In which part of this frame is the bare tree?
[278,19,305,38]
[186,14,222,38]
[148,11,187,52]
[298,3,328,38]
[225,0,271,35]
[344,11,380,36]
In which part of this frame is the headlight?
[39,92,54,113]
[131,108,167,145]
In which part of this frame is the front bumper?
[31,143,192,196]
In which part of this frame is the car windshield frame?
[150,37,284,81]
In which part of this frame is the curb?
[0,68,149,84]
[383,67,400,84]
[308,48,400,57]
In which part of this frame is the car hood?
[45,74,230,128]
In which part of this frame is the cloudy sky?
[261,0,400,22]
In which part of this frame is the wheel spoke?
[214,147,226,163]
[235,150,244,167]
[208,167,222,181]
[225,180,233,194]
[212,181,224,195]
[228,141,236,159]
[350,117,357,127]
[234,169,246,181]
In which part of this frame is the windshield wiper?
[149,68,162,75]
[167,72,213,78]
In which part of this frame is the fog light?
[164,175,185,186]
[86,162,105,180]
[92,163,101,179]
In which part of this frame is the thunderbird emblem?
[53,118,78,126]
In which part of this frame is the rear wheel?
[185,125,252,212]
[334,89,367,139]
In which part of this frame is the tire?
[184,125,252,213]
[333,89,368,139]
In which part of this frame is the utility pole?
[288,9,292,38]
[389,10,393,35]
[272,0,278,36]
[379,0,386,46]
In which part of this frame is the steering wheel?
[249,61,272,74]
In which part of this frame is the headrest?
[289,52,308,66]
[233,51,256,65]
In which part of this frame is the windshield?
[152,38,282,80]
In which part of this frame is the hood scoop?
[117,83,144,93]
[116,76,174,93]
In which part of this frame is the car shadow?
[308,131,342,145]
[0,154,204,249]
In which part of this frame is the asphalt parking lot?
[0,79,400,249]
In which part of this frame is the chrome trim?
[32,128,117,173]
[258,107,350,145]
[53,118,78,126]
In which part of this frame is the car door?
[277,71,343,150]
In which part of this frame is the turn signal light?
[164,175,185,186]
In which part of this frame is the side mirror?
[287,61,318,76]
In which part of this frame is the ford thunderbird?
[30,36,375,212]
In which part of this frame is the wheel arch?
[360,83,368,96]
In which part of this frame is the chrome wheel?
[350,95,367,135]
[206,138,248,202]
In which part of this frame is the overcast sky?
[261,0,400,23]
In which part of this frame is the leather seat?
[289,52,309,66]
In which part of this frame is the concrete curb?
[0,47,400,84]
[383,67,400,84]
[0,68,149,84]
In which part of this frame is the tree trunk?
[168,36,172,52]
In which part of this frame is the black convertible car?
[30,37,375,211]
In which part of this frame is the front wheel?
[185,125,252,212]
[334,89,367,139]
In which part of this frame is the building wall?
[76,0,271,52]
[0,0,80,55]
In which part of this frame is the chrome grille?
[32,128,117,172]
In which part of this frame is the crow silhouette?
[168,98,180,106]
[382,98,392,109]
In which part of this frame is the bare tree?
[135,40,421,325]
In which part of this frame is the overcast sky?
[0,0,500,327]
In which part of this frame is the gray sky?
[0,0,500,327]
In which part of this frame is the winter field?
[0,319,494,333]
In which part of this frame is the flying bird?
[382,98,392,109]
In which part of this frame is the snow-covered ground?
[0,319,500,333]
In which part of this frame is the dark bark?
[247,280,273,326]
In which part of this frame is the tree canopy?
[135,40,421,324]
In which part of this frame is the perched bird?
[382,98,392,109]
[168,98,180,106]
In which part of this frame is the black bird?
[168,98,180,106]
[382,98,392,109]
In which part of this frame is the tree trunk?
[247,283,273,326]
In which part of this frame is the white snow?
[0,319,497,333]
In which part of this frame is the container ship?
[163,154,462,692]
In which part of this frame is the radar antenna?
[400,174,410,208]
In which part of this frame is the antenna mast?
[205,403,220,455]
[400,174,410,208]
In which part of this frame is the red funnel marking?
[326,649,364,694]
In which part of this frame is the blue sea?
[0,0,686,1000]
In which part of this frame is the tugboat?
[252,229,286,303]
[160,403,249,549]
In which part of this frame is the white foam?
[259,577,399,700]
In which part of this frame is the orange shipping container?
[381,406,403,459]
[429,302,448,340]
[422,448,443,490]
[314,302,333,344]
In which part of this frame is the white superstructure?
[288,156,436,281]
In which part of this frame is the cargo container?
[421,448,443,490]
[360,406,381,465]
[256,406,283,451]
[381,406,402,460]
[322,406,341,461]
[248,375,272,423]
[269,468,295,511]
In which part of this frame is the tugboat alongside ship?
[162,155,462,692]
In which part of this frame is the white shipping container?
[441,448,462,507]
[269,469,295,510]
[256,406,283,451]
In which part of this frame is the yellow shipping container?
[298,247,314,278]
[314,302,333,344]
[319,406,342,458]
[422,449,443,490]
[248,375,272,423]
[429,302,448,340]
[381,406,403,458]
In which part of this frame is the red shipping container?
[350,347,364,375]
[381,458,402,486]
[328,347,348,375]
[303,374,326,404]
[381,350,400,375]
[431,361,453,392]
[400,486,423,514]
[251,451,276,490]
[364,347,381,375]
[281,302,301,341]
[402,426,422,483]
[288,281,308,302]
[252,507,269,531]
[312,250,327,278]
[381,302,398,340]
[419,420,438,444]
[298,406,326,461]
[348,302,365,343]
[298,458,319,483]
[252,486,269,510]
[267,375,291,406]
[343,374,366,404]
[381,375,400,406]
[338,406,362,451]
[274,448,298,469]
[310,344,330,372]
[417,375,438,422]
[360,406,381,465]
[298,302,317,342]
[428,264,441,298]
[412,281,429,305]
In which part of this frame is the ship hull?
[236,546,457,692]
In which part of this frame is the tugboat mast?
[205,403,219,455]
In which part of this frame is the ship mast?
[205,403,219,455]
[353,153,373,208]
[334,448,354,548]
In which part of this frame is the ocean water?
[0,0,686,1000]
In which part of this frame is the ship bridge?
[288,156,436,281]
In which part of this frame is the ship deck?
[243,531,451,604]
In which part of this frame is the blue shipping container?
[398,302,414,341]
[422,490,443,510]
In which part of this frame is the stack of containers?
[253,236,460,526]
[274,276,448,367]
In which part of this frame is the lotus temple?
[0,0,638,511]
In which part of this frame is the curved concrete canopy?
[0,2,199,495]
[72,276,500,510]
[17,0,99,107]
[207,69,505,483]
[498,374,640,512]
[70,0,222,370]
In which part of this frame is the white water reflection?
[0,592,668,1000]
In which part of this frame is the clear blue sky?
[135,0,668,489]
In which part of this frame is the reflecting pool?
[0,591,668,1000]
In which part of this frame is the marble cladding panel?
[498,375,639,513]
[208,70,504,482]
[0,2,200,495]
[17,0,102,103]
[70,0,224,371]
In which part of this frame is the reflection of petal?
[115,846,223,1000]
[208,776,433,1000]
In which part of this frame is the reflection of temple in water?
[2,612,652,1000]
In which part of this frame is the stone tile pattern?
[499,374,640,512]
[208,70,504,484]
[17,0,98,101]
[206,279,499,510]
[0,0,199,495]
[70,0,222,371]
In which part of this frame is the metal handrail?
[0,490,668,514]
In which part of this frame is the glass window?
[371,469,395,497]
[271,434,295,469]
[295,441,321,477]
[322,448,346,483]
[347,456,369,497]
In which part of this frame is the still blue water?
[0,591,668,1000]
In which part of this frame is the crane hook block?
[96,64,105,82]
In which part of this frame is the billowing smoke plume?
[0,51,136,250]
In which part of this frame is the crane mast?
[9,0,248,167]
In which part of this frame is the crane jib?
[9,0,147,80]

__Aim of the task__: Give back the stretch from the start of the material through the line containing "[92,163,101,179]", swapping every "frame" for "scene" and changing nothing else.

__Solution for this problem__:
In which part of this scene is the bare tree?
[278,19,305,38]
[186,14,222,38]
[148,11,187,52]
[298,3,328,38]
[225,0,271,35]
[344,11,380,36]
In which part of this scene is the headlight?
[39,92,54,113]
[131,108,167,145]
In which part of this scene is the front bumper?
[31,143,192,196]
In which part of this scene is the car windshield scene?
[150,37,284,81]
In which part of this scene is the curb?
[0,68,149,84]
[383,67,400,84]
[308,48,400,57]
In which part of this scene is the car hood?
[45,74,230,128]
In which part of this scene is the cloudy sky?
[261,0,400,22]
In which part of this scene is the wheel spoke?
[214,147,226,163]
[235,150,244,167]
[208,167,222,181]
[225,180,233,194]
[212,181,224,195]
[228,141,236,159]
[350,117,357,127]
[234,169,246,181]
In which part of this scene is the windshield wiper?
[149,68,162,75]
[167,72,213,78]
In which part of this scene is the fog light?
[164,175,185,186]
[86,162,105,180]
[92,163,101,179]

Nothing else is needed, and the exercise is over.